▸ **Selected extract**
Update

Update functions and classes

The Update step uses a set of queries and scored results to generate a new set of queries for the next iteration of the search.

Updates are denoted as discrete or continuous. continuous updates generate new query embeddings purely in embedding space (ie by averaging several embeddings). As a result, continuous update outputs do not have a specific item associated with them. discrete updates use a specific query result Item as the update, maintaining the item associated with it.

The update step is formalized by the UpdateFunction schema, which maps inputs List[Query] to outputs List[Query]. Note that the number of outputs can be different from the number of inputs.

The UpdateModule manages execution of a UpdateFunction. The UpdateModule gathers valid items, sends them to the UpdateFunction, and processes the results.


source

UpdateModule

 UpdateModule (function:Callable[[List[emb_opt.schemas.Query]],List[emb_op
               t.schemas.UpdateResponse]])

Module - module base class

Given an input Batch, the Module: 1. gathers inputs to the function 2. executes the function 3. validates the results of the function with output_schema 4. scatters results back into the Batch

def passthrough_update_test(queries):
    return [UpdateResponse(query=i, parent_id=None) for i in queries]

batch = Batch(queries=[
                        Query.from_minimal(embedding=[0.1]),
                        Query.from_minimal(embedding=[0.2]),
                        Query.from_minimal(embedding=[0.3]),
                    ])

update_module = UpdateModule(passthrough_update_test)

batch = update_module(batch)

assert isinstance(batch, Batch)
assert isinstance(batch[0], Query)
def continuous_update_test(queries):
    outputs = []
    for query in queries:
        new_query = Query.from_minimal(embedding=[i*2 for i in query.embedding])

▸ **Prompt**
Reproduce the passage of the update documentation between "Update functions and" and "number of inputs.", inclusive, substituting "vectors" for "embeddings". None of the material after this point is needed.

▸ **Dataset**
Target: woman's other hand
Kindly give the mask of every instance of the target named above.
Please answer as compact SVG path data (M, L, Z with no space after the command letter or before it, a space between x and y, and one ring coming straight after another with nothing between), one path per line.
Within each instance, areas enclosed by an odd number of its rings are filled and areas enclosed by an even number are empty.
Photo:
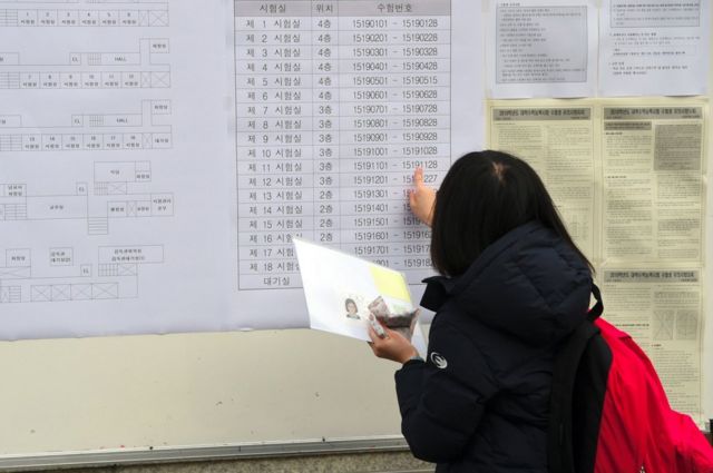
M369 337L371 337L369 346L371 346L374 355L401 364L408 362L413 356L418 356L419 352L403 335L388 327L383 327L383 331L387 335L381 338L374 329L369 326Z
M409 193L409 205L416 217L431 226L433 220L433 206L436 205L436 189L423 184L423 168L420 166L413 171L413 189Z

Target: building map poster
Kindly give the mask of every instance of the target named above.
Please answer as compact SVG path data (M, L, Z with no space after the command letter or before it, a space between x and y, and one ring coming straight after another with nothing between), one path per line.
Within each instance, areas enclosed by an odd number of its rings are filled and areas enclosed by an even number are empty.
M306 327L292 236L418 299L413 170L492 146L700 413L707 104L512 99L705 93L709 3L0 1L0 339Z

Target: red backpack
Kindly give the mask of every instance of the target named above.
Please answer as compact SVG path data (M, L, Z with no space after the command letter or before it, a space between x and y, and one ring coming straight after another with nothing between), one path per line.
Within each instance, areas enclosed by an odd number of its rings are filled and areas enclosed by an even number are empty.
M673 411L651 361L596 305L555 359L550 473L713 473L713 447Z

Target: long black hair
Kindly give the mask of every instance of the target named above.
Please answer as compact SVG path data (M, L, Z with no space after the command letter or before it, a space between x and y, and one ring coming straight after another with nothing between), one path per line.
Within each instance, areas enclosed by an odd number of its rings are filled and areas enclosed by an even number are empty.
M469 152L443 178L433 209L431 259L447 276L462 274L492 243L536 220L573 242L537 173L524 160L500 151Z

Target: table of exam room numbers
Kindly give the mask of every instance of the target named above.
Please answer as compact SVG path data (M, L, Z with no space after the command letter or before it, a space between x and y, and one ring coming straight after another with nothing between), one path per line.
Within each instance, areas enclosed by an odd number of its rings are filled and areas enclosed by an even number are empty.
M413 170L450 166L450 0L235 1L238 289L299 287L291 236L431 274Z

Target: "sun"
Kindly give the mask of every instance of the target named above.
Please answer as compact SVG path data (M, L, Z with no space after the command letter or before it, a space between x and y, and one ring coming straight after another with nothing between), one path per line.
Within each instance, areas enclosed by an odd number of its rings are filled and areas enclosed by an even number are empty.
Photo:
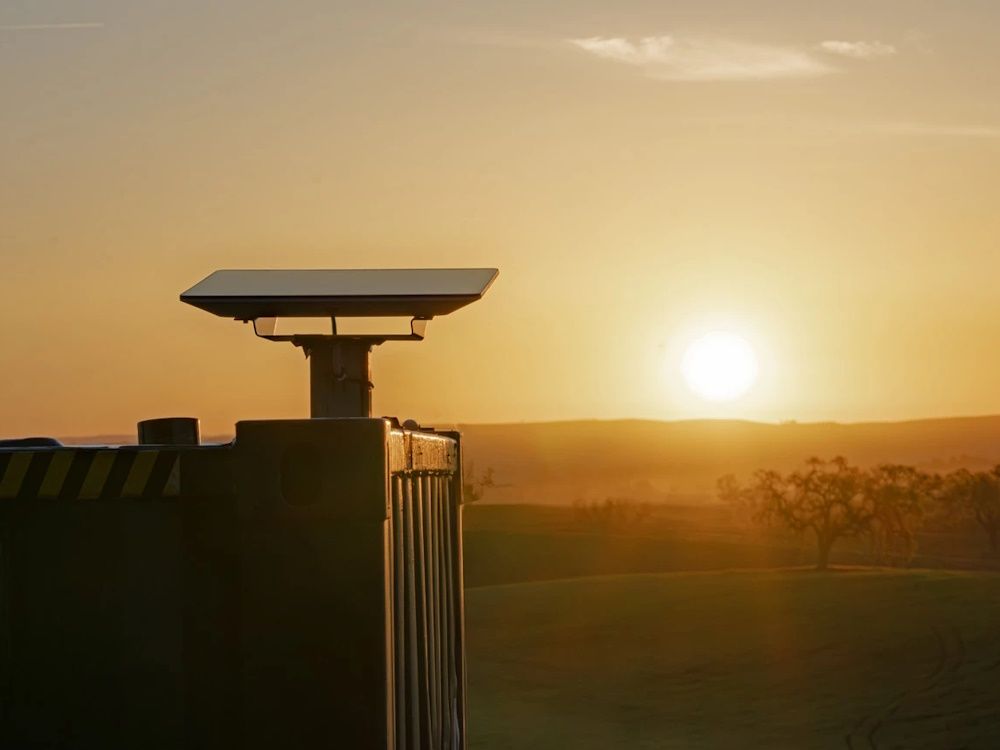
M757 353L745 338L712 331L684 352L681 372L688 387L706 401L732 401L757 382Z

▸ **Exercise solution**
Update functions and classes

The Update step uses a set of queries and scored results to generate a new set of queries for the next iteration of the search.

Updates are denoted as discrete or continuous. continuous updates generate new query vectors purely in embedding space (ie by averaging several vectors). As a result, continuous update outputs do not have a specific item associated with them. discrete updates use a specific query result Item as the update, maintaining the item associated with it.

The update step is formalized by the UpdateFunction schema, which maps inputs List[Query] to outputs List[Query]. Note that the number of outputs can be different from the number of inputs.